* [Consignes]:
(a) Répondez aux questions suivantes d'après le texte étudié.
(i) Quels sont les deux films dans lesquels cette part de fantasme est qualifiée de « très belle » ?
(ii) Quel personnage de la tradition caraïbe est évoqué ?
(iii) Dans quelle grotte a-t-on découvert les peintures mentionnées ?
(b) Recopiez fidèlement le passage du texte étudié qui commence par « Quand même, l’ogre, c’est » et se termine par « dans ce film. ».

* [Texte étudié]:
* * * * *
Quand même, l’ogre, c’est ça. C’est bizarre de parler de la pédophilie uniquement d’un point de vue moral. Les gens sont captifs de quelque chose d’insupportablement mal, ce qui est compréhensible, et point final. Comme si on ne pouvait pas expliquer que ces monstres aux yeux de la justice ne sont pas les premiers, que ça a toujours existé. Ils concrétisent des fantasmes que les gens trimballent depuis des temps immémoriaux. Un parent a envie de croquer son petit enfant ; un amant a envie de manger son amante et vice versa. Cette part-là est très belle dans La Féline, ou dans La Belle et la Bête… C’est compliqué de citer tous les maîtres du cinéma, parce que j’ai l’impression que le cinéma a été là, dans cette zone de l’inconscient et du refoulé, dès l’origine.
Vous filmez les terrains vagues comme une savane. Il y a quelque chose d’africain, de vaudou dans ce film.
Il y a un truc très beau dans la tradition caraïbe, c’est le personnage du « soukougnan » : un être qui pénètre la nuit dans les lits des femmes seules et qui leur fait l’amour alors qu’elles dorment. Mais le matin, elles savent qu’il est passé, parce qu’elles ont des marques. Pour en revenir à La Belle et la Bête, on vient de découvrir les peintures de la grotte Chauvet. On a isolé un bloc de dessins de femmes, où ne sont représentés que le bas-ventre et le haut des cuisses, le reste du corps étant un taureau. Et c’est reproduit plusieurs fois. Ce n’est donc pas juste l’imaginaire d’une personne, ça a une signification. On a aussi vu le Minotaure de Picasso. Quelle que soit la façon dont on traite ce mythe de la Belle et la Bête, on voit bien que ça existe depuis très longtemps.
Quel rapport entretenez-vous avec le cinéma gore ?
* * * * *
* [Les données]:
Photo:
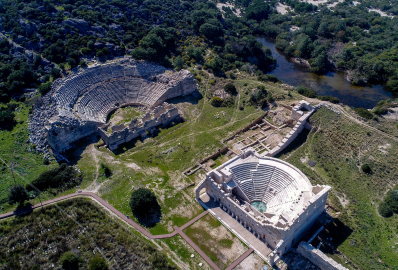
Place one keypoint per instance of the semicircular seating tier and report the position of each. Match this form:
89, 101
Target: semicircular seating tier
270, 182
94, 93
78, 104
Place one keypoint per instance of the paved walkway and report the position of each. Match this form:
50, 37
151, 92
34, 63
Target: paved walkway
177, 230
240, 259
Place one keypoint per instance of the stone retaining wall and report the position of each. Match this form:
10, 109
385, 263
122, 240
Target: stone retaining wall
318, 258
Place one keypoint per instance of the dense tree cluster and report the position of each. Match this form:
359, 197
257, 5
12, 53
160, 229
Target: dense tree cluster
7, 115
347, 37
389, 205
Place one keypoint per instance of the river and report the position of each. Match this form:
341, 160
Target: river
330, 84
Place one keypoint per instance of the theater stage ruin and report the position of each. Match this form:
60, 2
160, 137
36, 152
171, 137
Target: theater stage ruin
271, 199
78, 105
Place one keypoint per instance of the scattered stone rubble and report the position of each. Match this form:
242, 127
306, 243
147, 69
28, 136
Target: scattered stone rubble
161, 115
78, 104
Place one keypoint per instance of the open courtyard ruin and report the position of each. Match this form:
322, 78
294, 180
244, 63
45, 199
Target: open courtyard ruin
268, 197
78, 105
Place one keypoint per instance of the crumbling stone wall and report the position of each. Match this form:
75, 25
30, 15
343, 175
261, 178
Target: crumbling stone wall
318, 258
78, 104
159, 116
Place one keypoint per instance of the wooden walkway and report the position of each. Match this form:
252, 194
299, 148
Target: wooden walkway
177, 230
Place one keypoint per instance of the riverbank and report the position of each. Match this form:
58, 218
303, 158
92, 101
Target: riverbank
332, 83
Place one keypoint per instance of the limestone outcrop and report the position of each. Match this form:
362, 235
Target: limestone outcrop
79, 104
160, 116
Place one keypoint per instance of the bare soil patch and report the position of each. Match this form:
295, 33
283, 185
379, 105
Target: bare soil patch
216, 241
253, 262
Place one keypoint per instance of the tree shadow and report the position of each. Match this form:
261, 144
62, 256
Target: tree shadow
23, 210
150, 219
334, 234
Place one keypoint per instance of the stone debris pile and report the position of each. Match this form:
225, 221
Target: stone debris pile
160, 116
78, 104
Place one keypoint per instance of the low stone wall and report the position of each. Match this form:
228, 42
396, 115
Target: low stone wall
245, 128
160, 115
318, 258
300, 125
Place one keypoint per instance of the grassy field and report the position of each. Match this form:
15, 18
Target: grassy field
340, 146
41, 237
215, 241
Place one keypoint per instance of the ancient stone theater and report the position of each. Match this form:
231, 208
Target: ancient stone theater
78, 105
270, 198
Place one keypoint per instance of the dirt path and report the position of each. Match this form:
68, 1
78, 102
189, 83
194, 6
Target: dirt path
348, 115
93, 187
190, 135
178, 230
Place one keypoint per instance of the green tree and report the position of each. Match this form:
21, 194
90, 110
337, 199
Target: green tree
44, 88
366, 168
362, 112
72, 62
216, 101
82, 63
98, 263
17, 194
178, 63
393, 85
323, 29
230, 89
385, 210
69, 261
258, 10
212, 29
143, 202
7, 117
56, 73
320, 63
* * * * *
* [Réponses rédigées]:
(a)
(i) La Féline et La Belle et la Bête.
(ii) Le « soukougnan ».
(iii) La grotte Chauvet.

(b)
Quand même, l’ogre, c’est ça. C’est bizarre de parler de la pédophilie uniquement d’un point de vue moral. Les gens sont captifs de quelque chose d’insupportablement mal, ce qui est compréhensible, et point final. Comme si on ne pouvait pas expliquer que ces monstres aux yeux de la justice ne sont pas les premiers, que ça a toujours existé. Ils concrétisent des fantasmes que les gens trimballent depuis des temps immémoriaux. Un parent a envie de croquer son petit enfant ; un amant a envie de manger son amante et vice versa. Cette part-là est très belle dans La Féline, ou dans La Belle et la Bête… C’est compliqué de citer tous les maîtres du cinéma, parce que j’ai l’impression que le cinéma a été là, dans cette zone de l’inconscient et du refoulé, dès l’origine.
Vous filmez les terrains vagues comme une savane. Il y a quelque chose d’africain, de vaudou dans ce film.